- **TRAVAIL DEMANDÉ**
1 – Répondez aux questions suivantes à partir de l'extrait sur les engagements éthiques dans les contrats commerciaux :
(a) Quelle juridiction a rendu l'arrêt du 24 mars 2021 ?
(b) En quelle année la relation entre les parties avait-elle débuté ?
(c) À quelle date l'audit auprès d'un sous-traitant a-t-il été diligenté ?
2 – Poursuivez l'extrait sur les engagements éthiques dans les contrats commerciaux, à partir de sa dernière phrase.

- **EXTRAIT DU TEXTE**
....
Les engagements éthiques et conformités dans un contrat commercial : du vent ? Rappel à la loi du contrat.
Depuis plusieurs années, les clauses et annexes contractuelles portant sur des engagements en matière de conformité et d’éthique se multiplient dans les contrats commerciaux.
Si ces engagements découlent parfois davantage d’une contrainte normative que d’une réelle conviction de l’entreprise qui l’impose à son partenaire, ils restent des engagements contractuels contraignants pour celui qui s’y oblige.
Le non-respect de ces engagements peut avoir des conséquences graves sur la continuité de la relation d’affaires.
La Cour d’appel de Paris le rappelle dans un arrêt récent du 24 mars 2021 [1] dans lequel elle est amenée à statuer sur des demandes indemnitaires d’un fournisseur, fondées sur la rupture brutale de la relation commerciale par son donneur d’ordre.
Dans cette affaire la relation entre les parties avait débuté en 2013 par une succession de contrats à durée déterminée auxquels était annexé un code éthique, imposant au fournisseur et à ses sous-traitants le respect de normes sociales nationales et internationales à l’égard de leurs salariés.
Un audit diligenté à l’initiative du donneur d’ordre en février 2018 auprès d’un sous-traitant a révélé de graves non-conformités au droit du travail.
....
- **LISTE FOURNIE**
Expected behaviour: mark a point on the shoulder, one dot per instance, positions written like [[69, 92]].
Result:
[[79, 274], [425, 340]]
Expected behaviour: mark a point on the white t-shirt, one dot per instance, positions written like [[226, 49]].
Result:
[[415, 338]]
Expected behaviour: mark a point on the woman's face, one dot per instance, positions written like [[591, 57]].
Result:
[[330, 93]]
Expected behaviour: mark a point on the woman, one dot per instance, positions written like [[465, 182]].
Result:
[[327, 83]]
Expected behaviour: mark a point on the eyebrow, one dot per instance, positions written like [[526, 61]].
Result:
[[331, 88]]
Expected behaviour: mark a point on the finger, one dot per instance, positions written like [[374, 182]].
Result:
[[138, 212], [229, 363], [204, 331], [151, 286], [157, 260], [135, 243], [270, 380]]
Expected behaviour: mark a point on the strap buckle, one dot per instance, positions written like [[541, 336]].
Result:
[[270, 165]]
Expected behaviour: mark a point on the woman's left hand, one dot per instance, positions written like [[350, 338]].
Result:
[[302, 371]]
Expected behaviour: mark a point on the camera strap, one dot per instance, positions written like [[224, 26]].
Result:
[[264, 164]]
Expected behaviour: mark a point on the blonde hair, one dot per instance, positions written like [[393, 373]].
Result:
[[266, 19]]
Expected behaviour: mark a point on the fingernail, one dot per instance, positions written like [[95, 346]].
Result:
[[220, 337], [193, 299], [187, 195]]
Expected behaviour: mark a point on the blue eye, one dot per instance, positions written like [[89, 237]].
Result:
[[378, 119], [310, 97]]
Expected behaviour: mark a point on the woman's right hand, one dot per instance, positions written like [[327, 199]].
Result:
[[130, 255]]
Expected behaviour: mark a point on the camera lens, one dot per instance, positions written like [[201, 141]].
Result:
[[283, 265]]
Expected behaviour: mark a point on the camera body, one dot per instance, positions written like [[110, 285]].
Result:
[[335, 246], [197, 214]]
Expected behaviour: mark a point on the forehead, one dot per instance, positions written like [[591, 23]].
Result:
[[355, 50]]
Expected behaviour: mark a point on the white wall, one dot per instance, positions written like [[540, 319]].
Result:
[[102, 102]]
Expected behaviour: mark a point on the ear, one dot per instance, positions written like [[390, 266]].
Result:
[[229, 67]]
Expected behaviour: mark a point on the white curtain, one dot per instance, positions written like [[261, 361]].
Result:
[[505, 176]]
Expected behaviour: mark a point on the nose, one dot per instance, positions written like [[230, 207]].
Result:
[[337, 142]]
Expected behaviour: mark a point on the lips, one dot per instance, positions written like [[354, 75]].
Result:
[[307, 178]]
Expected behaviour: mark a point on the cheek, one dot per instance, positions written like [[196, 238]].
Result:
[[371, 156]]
....
- **RÉSULTATS ATTENDUS**
1 –
(a) La Cour d'appel de Paris.
(b) En 2013.
(c) En février 2018.

2 –
En réaction, le donneur d’ordre a rompu sans préavis les relations commerciales avec son fournisseur le 9 mars 2018.
La Cour d’appel de Paris a qualifié les obligations contenues dans le code éthique comme étant « essentielles », de sorte que « la rupture des relations commerciales était prévisible pour [le fournisseur] qui, par ses manquements particulièrement graves au regard du contrat cadre liant les parties, a causé cette rupture qui est exempte de faute [du donneur d’ordre] ».
Cet arrêt n’est pas surprenant puisque la Cour de cassation avait déjà approuvé la Cour d’appel de Paris en 2019 face à une autre rupture sans préavis, en rapport avec un manquement à des engagements contractuels en matière de lutte contre la corruption et les conflits d’intérêts [2]. Le non-respect de ces engagements constituait un manquement suffisamment grave pour justifier la rupture de la relation commerciale sans préavis.
Les engagements éthiques et conformités dans les contrats commerciaux ne sont donc pas à prendre à la légère, d’autant que la tendance normative est à l’inflation des contraintes imposées aux entreprises : Loi sur le devoir de vigilance en matière sociale, environnementale et de gouvernance ; Loi Sapin 2 sur la lutte contre la corruption et les conflits d’intérêts ; Règlement général sur la protection des données (RGPD)…
L’intégration de ces normes dans le champ contractuel implique fondamentalement la mise en place d’une gouvernance spécifique au sein de l’entreprise, un changement de culture qui nécessitent du temps et une réelle conviction de l’instance dirigeante.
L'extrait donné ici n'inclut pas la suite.